QUOTED TEXT →
++++++++
Hertz van Rental said:
			
		

> Do you think I didn't consider your count when I proposed this? I was going to list it but I thought it would be more fun to let you discover it for yourself. You took your time :lmao:
> That's Hertz van Rental. Spelt: T-O-T-A-L-B-A-S-T-A-R-D
> (I wonder what that scores....)


 
And you seemed such a nice guy! :lmao:


----------



## Artemis (Sep 22, 2005)

Seemed being the key word here...


----------



## Hertz van Rental (Sep 22, 2005)

PlasticSpanner said:
			
		

> And you seemed such a nice guy! :lmao:


I do that act to lull people into a false sense of security  :twisted:


----------



## Traci (Sep 22, 2005)

I got a 51...so I guess I'm in the under 100 gang!


----------



## doenoe (Sep 22, 2005)

welcome aboard


----------



## Hertz van Rental (Sep 22, 2005)

Shouldn't all you sub-100's be cleaning the toilets or something?


----------



## errant_star (Sep 22, 2005)

yep ... 134 here


----------



## PlasticSpanner (Sep 22, 2005)

Why am I not Admin or Moderator or something with 167???


----------



## craig (Sep 22, 2005)

There is a TPF hierarchy? Where?


----------



## terri (Sep 22, 2005)

craig said:
			
		

> There is a TPF hierarchy? Where?


 psssst! Only in Hertz's mind....but please, let the man play his little game. :thumbup: He's having fun!


----------



## lazarus219 (Sep 22, 2005)

My turn 
45+12+1+26+1+18+21+19

* 143 *


----------



## craig (Sep 22, 2005)

terri said:
			
		

> psssst! Only in Hertz's mind....but please, let the man play his little game. :thumbup: He's having fun!



We are all having fun!!!


----------



## Hertz van Rental (Sep 23, 2005)

Terri is only saying that because she's down near the bottom. It's just sour grapes but then she does like her whine


----------



## ThatCameraThingy (Sep 23, 2005)

hey can you believ i'm still around.  some times!!

173 !!!
++++++++
PROVIDED INFORMATION →
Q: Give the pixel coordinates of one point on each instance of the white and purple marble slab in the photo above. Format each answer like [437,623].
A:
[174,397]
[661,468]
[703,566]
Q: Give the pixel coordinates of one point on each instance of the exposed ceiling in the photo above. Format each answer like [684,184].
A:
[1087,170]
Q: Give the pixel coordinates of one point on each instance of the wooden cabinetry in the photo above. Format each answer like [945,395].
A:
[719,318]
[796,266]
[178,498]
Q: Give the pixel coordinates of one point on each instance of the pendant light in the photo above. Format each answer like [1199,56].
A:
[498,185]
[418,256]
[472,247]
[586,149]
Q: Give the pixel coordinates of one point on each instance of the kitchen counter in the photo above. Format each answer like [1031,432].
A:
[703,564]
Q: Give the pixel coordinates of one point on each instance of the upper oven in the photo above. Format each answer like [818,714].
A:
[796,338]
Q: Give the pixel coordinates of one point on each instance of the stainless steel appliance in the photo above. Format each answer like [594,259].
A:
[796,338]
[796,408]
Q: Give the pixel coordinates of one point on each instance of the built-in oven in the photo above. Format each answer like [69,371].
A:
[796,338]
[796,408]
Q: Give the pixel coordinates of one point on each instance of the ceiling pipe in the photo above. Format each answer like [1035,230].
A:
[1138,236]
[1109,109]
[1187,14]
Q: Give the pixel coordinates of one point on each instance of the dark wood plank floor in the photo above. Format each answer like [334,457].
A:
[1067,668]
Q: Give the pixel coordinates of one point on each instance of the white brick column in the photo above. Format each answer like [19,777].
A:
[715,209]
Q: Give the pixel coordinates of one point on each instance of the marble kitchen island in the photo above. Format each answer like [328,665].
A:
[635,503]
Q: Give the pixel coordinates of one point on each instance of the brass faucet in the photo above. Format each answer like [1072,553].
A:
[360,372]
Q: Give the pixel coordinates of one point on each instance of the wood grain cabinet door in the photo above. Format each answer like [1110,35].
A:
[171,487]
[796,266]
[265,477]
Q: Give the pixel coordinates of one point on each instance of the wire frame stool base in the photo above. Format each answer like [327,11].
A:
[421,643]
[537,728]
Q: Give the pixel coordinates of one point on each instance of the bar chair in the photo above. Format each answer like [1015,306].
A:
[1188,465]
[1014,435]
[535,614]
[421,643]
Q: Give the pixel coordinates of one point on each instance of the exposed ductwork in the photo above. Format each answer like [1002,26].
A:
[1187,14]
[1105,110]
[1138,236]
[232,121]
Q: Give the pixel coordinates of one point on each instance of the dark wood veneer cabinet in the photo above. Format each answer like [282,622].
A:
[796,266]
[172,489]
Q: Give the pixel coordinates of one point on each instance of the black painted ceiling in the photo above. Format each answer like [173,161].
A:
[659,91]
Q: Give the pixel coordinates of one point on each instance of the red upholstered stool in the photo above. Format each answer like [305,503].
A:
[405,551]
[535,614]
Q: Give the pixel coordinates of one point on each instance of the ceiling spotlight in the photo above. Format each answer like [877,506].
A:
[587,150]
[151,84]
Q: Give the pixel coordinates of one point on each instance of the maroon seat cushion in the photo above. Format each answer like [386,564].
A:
++++++++
REQUIRED TASKS →
**A.** Locate each line of the records that contains the string "stool", matching case, and copy those lines.
**B.** Carry on the forum thread about name scores from its last post.
The forum thread and the records have nothing to do with each other.

ANSWERS GIVEN →
**A.**
Q: Give the pixel coordinates of one point on each instance of the wire frame stool base in the photo above. Format each answer like [327,11].
Q: Give the pixel coordinates of one point on each instance of the red upholstered stool in the photo above. Format each answer like [305,503].

**B.**
seems it does pay to have a long screen name.

Greetings to all. Haven't seen you in a while.


----------



## JTHphoto (Sep 23, 2005)

<-- 112

More than I thought, and i'm brand new!  I wish I could work my way up the corporate ladder that quick!


----------



## terri (Sep 23, 2005)

Hertz van Rental said:
			
		

> Terri is only saying that because she's down near the bottom. It's just sour grapes but then she does like her whine


 Cooled to 68 degrees and it's perfection - damn straight. :mrgreen:


----------



## Hertz van Rental (Sep 24, 2005)

terri said:
			
		

> Cooled to 68 degrees and it's perfection - damn straight. :mrgreen:


Glad you are happy, Terri. I always like to give a dog a Beaune  :mrgreen:


----------



## Scurra (Sep 24, 2005)

A measly 80 for me... ah well.


----------



## terri (Sep 24, 2005)

Hertz van Rental said:
			
		

> Glad you are happy, Terri. I always like to give a dog a Beaune :mrgreen:


 It's wonderful, as well, to see you playing so nicely and proving my point. Have fun with the rest of the kids, and remember - no biting!


----------



## Hertz van Rental (Sep 24, 2005)

Actually, I think I've just proved mine. I'll pause here to listen...


----------



## mygrain (Sep 24, 2005)

Did someone pop a fluffy?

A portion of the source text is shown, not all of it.